La pandemia y la amplia crisis social y económica que ella ha generado dejarán diversas lecciones en el Perú, igual que en el resto del mundo. Una de las principales para nuestro país será la necesidad de replantear la relación entre desarrollo (o crecimiento) y el respeto y cumplimiento de los derechos humanos. Los Estados tienden a postular que lo segundo ha de ser consecuencia de lo primero, en particular cuando se habla de derechos económicos, sociales y culturales: es decir, que solo cuando se ha alcanzado cierto grado de riqueza social, cierta dinámica económica vigorosa, cabe pensar en satisfacer plenamente los derechos a la educación, la salud, el empleo adecuado y otros más. La crisis nos está mostrando el profundo error que subyace a ese planteamiento.

_Instrucciones de la tarea:_ Según el fragmento sobre la pandemia en el Perú, ¿qué tienden a postular los Estados acerca de la relación entre el desarrollo y los derechos humanos?

_Datos almacenados:_
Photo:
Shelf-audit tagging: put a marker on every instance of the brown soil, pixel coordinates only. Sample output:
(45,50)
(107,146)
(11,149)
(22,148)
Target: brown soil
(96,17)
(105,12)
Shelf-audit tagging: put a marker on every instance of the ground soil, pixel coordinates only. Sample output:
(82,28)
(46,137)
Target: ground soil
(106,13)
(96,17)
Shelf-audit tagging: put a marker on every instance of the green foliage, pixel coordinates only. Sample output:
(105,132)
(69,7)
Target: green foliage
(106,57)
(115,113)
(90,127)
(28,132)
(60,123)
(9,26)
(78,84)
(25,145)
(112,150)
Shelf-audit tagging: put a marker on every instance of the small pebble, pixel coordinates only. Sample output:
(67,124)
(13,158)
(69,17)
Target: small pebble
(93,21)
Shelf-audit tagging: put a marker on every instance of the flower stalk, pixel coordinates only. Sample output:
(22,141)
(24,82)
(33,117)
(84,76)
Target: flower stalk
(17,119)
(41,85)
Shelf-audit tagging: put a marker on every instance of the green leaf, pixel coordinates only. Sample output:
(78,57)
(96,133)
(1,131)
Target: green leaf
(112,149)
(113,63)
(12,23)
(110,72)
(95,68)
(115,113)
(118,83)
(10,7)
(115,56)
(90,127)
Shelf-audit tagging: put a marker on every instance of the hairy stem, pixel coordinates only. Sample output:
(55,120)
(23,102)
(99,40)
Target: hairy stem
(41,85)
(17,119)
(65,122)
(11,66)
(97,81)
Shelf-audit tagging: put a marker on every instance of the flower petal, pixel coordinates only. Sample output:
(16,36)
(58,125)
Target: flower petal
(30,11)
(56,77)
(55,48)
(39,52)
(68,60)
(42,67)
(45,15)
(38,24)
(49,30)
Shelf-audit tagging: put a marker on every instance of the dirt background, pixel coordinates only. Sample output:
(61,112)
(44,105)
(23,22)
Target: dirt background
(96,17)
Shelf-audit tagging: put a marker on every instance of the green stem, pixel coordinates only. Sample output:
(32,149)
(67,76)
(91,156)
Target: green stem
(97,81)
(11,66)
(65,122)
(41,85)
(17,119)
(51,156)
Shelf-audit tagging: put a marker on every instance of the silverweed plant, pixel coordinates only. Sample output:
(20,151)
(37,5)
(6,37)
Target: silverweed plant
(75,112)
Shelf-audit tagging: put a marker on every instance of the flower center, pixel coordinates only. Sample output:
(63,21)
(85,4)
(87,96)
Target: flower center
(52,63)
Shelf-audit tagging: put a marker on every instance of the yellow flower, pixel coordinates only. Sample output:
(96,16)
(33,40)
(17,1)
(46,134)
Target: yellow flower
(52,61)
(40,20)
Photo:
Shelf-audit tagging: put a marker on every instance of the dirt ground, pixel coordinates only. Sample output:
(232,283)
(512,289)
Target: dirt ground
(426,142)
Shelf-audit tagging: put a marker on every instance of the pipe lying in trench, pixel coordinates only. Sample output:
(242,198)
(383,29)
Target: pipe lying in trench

_Respuesta del ejercicio:_ Que el respeto y cumplimiento de los derechos humanos ha de ser consecuencia del desarrollo (o crecimiento).